■ What you need to do
Write out every line of the material below as a numbered list, skipping any blank lines.

■ Extracted records
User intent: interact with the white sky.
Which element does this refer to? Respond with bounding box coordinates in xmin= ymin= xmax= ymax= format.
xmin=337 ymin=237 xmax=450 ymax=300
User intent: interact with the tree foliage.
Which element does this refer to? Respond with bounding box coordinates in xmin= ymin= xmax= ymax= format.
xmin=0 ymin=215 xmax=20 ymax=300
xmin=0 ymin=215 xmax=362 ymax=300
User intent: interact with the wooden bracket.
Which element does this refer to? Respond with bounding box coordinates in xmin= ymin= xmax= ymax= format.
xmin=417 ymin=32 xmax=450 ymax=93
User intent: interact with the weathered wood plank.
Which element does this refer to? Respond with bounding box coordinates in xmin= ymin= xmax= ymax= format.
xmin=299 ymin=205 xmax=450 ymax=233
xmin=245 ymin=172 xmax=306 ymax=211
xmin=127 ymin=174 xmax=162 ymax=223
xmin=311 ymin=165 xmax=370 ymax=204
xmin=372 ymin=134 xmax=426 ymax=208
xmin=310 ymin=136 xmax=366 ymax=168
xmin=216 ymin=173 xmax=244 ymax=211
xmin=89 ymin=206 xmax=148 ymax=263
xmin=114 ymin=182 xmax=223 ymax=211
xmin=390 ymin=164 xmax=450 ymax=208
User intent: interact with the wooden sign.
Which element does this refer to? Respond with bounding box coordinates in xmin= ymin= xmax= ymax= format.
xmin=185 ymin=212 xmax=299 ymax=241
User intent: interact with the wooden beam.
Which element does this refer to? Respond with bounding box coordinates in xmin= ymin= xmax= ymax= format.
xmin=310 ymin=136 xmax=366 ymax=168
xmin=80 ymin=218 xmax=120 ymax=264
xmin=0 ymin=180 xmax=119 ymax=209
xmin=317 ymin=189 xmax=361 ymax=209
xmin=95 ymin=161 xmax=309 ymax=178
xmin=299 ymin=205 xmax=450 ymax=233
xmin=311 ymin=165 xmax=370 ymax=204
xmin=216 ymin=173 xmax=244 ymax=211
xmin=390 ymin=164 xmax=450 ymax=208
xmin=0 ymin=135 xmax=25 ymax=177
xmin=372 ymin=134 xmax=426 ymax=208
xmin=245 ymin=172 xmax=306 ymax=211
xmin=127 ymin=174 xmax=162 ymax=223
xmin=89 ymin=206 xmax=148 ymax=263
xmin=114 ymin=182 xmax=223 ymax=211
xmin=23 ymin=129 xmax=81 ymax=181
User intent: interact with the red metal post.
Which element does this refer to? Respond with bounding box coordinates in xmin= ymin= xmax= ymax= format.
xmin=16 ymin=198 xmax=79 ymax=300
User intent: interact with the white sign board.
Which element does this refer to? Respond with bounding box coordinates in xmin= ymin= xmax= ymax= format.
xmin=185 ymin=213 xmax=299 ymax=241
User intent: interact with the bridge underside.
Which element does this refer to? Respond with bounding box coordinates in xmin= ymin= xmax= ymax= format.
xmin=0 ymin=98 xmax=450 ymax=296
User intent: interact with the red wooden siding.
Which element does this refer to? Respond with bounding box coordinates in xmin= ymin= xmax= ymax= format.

■ Complete response
1. User intent: interact with the white sky.
2. Which element does this refer to? Respond with bounding box coordinates in xmin= ymin= xmax= ymax= format.
3. xmin=337 ymin=237 xmax=450 ymax=300
4. User intent: interact with the tree foliage.
5. Which element does this refer to? Respond with bounding box coordinates in xmin= ymin= xmax= ymax= format.
6. xmin=0 ymin=215 xmax=20 ymax=300
7. xmin=0 ymin=215 xmax=362 ymax=300
8. User intent: interact with the wooden bracket.
9. Which element does this refer to? Respond with bounding box coordinates in xmin= ymin= xmax= ymax= format.
10. xmin=417 ymin=32 xmax=450 ymax=93
11. User intent: interact with the weathered wood plank.
12. Which element does this refer to? Respond with bounding box coordinates in xmin= ymin= xmax= ymax= format.
13. xmin=299 ymin=205 xmax=450 ymax=233
14. xmin=245 ymin=172 xmax=306 ymax=211
15. xmin=127 ymin=174 xmax=162 ymax=223
16. xmin=311 ymin=165 xmax=370 ymax=204
17. xmin=372 ymin=134 xmax=426 ymax=208
18. xmin=310 ymin=136 xmax=366 ymax=168
19. xmin=216 ymin=173 xmax=244 ymax=211
20. xmin=89 ymin=206 xmax=148 ymax=263
21. xmin=114 ymin=182 xmax=223 ymax=211
22. xmin=390 ymin=164 xmax=450 ymax=208
23. User intent: interact with the wooden sign.
24. Which element does this refer to? Respond with bounding box coordinates in xmin= ymin= xmax= ymax= format.
25. xmin=185 ymin=212 xmax=299 ymax=241
26. User intent: interact with the wooden beam.
27. Which element does this refer to? Respond with bounding box coordinates in xmin= ymin= xmax= ymax= format.
28. xmin=310 ymin=136 xmax=366 ymax=168
29. xmin=80 ymin=218 xmax=120 ymax=264
30. xmin=0 ymin=180 xmax=119 ymax=209
31. xmin=317 ymin=189 xmax=361 ymax=209
32. xmin=95 ymin=161 xmax=309 ymax=178
33. xmin=299 ymin=205 xmax=450 ymax=233
34. xmin=311 ymin=165 xmax=370 ymax=204
35. xmin=216 ymin=173 xmax=244 ymax=211
36. xmin=390 ymin=164 xmax=450 ymax=208
37. xmin=0 ymin=135 xmax=25 ymax=177
38. xmin=372 ymin=134 xmax=426 ymax=208
39. xmin=245 ymin=172 xmax=306 ymax=211
40. xmin=127 ymin=174 xmax=162 ymax=223
41. xmin=89 ymin=206 xmax=148 ymax=263
42. xmin=114 ymin=182 xmax=223 ymax=211
43. xmin=23 ymin=129 xmax=81 ymax=181
44. User intent: interact with the red metal post.
45. Which element does this refer to? Respond with bounding box coordinates in xmin= ymin= xmax= ymax= format.
46. xmin=16 ymin=198 xmax=79 ymax=300
47. User intent: interact with the white sign board.
48. Which element does this refer to? Respond with bounding box coordinates in xmin= ymin= xmax= ymax= format.
49. xmin=185 ymin=213 xmax=299 ymax=241
50. User intent: interact with the bridge underside.
51. Which element does this refer to? Respond with bounding box coordinates in xmin= ymin= xmax= ymax= format.
52. xmin=0 ymin=98 xmax=450 ymax=296
53. User intent: interact with the red wooden siding.
54. Which element does this refer to? Respond with bounding box coordinates in xmin= ymin= xmax= ymax= format.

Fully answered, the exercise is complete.